Texte fourni:
════════════════

Le cœur de cette entreprise pharaonique repose sur l’utilisation de 2,5 millions de rivets, qui tiennent la structure de fer. Si les deux tiers ont été posés en atelier à l’aide de machines, les autres le seront sur place, en altitude notamment. Pour ce faire, des équipes de quatre hommes sont montées. Un pour chauffer le rivet, un pour le tenir en place, un pour former la tête, un dernier pour achever l’écrasement à coups de masse. Le tout, qu’il grêle ou qu’il vente. Les 117 riveurs et «ramoneurs» sélectionnés pour cette tâche devront affronter le froid glacial des hivers 1888 et 1889, ainsi que l’été 1888 où le thermomètre est monté jusqu’à 40 degrés.

════════════════

Matériel fourni:
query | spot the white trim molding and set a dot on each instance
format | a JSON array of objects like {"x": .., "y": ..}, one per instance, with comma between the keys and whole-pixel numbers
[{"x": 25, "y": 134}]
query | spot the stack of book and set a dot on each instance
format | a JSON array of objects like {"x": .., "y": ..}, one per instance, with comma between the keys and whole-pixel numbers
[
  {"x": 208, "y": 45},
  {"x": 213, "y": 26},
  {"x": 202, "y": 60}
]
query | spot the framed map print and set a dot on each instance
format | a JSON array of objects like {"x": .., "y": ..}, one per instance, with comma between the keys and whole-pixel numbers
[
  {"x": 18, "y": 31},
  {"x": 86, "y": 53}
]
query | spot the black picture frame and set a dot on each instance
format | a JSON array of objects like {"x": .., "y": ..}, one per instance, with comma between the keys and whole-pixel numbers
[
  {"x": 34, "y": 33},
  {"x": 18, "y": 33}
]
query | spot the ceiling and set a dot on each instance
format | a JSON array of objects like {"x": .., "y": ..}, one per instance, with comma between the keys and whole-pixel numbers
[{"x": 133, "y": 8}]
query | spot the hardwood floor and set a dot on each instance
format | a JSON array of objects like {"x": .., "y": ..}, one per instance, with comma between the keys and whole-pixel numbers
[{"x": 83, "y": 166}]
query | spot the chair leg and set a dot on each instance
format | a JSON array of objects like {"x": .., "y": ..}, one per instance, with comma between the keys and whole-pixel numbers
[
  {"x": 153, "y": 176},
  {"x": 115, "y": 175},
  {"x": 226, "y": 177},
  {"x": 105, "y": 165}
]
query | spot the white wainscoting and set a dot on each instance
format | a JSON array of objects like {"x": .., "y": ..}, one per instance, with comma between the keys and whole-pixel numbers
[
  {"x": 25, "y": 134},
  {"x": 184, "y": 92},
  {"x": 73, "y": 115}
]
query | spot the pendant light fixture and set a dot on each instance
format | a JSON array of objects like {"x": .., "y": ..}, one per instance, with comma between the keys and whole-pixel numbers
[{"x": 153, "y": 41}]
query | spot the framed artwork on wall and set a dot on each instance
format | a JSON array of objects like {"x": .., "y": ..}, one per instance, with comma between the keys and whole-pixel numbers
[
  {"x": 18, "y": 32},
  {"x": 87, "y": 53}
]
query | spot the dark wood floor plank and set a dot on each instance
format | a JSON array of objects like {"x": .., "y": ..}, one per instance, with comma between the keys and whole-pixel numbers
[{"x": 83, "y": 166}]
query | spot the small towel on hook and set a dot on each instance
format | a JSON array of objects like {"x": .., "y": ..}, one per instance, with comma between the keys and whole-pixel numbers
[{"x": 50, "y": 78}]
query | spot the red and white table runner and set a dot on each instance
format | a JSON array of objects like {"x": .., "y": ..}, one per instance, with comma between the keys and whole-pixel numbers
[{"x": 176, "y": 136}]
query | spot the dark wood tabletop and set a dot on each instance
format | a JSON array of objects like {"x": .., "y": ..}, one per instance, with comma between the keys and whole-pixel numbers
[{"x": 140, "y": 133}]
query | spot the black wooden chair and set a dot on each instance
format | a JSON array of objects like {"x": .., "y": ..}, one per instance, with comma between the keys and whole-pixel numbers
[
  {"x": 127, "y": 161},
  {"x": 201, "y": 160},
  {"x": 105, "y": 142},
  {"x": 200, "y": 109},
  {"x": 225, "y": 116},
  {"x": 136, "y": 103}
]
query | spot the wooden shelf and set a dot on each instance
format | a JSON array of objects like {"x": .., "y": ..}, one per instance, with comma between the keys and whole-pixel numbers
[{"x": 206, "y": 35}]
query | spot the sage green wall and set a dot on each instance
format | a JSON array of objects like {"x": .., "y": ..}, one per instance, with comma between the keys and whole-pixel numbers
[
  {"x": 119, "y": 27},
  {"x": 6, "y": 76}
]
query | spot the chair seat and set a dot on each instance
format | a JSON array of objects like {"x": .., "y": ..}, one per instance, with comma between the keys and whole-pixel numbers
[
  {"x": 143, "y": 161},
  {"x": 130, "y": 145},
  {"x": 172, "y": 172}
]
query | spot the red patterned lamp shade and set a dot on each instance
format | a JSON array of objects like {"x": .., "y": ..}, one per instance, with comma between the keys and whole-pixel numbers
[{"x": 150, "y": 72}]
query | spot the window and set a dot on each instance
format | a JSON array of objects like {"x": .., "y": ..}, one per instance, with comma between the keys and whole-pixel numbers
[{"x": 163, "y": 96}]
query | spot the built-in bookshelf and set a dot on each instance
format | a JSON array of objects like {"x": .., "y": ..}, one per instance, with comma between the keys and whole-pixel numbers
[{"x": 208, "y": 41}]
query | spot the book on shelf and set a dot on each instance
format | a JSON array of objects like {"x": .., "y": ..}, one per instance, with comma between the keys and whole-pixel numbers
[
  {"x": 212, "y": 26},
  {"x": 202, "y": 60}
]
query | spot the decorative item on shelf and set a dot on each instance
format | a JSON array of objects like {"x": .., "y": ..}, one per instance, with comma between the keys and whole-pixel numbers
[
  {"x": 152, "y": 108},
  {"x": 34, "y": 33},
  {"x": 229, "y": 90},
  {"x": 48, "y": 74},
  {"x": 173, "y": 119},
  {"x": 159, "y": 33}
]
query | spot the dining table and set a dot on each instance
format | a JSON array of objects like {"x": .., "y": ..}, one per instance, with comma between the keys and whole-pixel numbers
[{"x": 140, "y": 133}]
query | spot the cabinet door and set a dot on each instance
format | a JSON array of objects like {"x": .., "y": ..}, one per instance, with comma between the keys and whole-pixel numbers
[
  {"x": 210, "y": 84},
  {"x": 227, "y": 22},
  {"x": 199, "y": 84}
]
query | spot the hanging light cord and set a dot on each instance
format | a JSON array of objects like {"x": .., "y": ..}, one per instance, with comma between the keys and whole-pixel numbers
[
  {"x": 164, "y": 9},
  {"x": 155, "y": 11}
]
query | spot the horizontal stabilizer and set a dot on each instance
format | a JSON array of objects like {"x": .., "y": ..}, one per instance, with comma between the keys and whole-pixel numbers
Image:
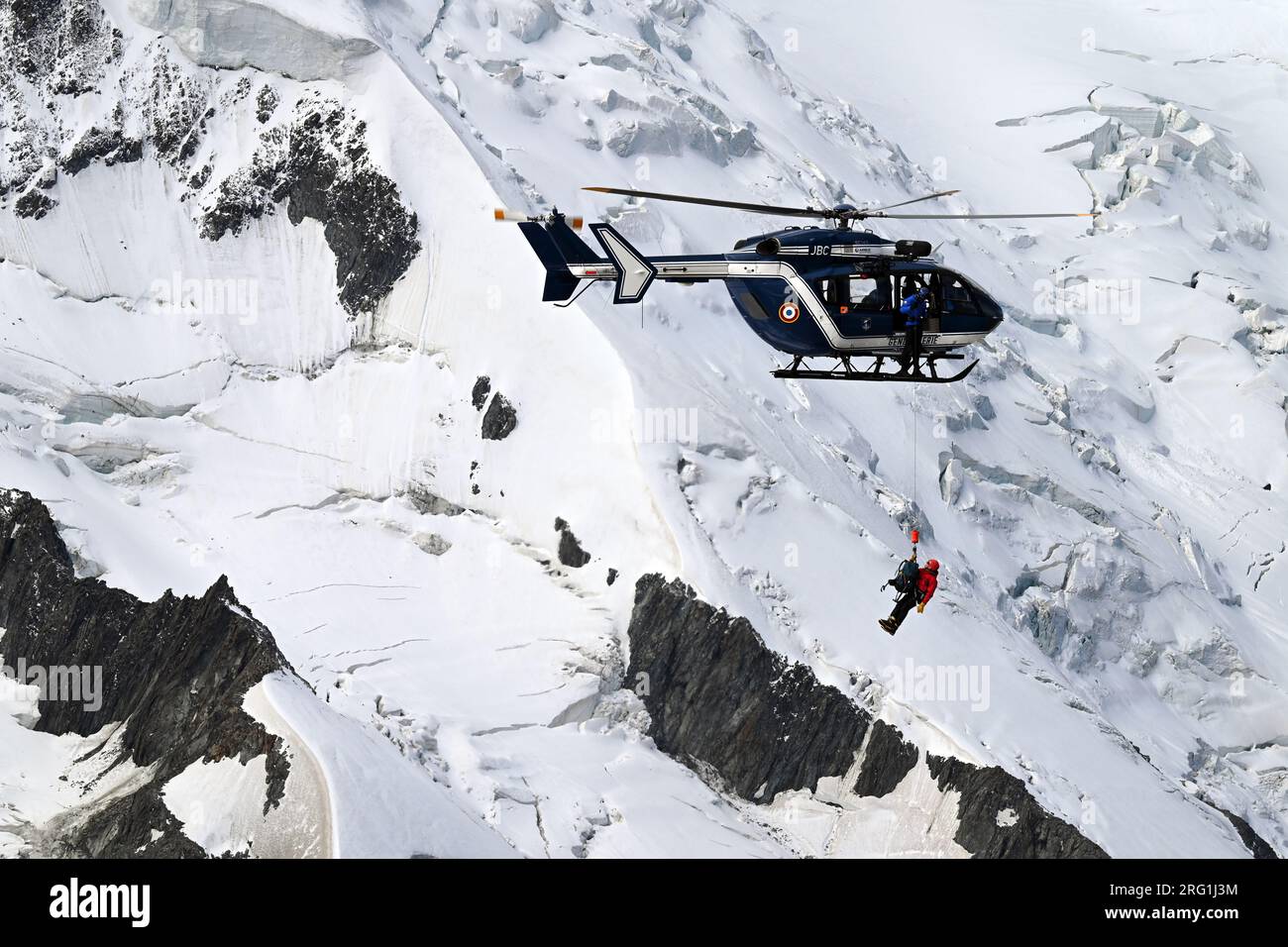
[{"x": 559, "y": 282}]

════════════════

Travail demandé:
1 – Selon le texte sur la pose des rivets, combien de riveurs et « ramoneurs » ont été sélectionnés pour ce travail ?
2 – Poursuivez le texte sur la pose des rivets après sa dernière phrase.

Réponses attendues:
1 – 117.

2 –
L’arrière-arrière-petit-fils de Gustave Eiffel, Savin Yeatman-Eiffel, invite l’assemblée à se replonger dans l’époque de la construction. À la fin du XIXe siècle, l’ingénieur ne pouvait guère compter sur autre chose que la force de travail de ses ouvriers, même si les machines à vapeur ont pu lui venir en aide dans certaines situations. Les pièces, montées au fur et à mesure des mois, pesaient environ trois tonnes. L’assemblage aérien pouvait durer jusqu’à quatre heures d’affilée. Des blessés, il y en aura en haut de la tour, même si, officiellement, aucun mort n’est à déplorer. Sauf cet ouvrier italien, Angelo Scagliotti, qui a chuté en dehors des heures de travail et dont la veuve fut discrètement indemnisée par Gustave Eiffel, selon le site du monument.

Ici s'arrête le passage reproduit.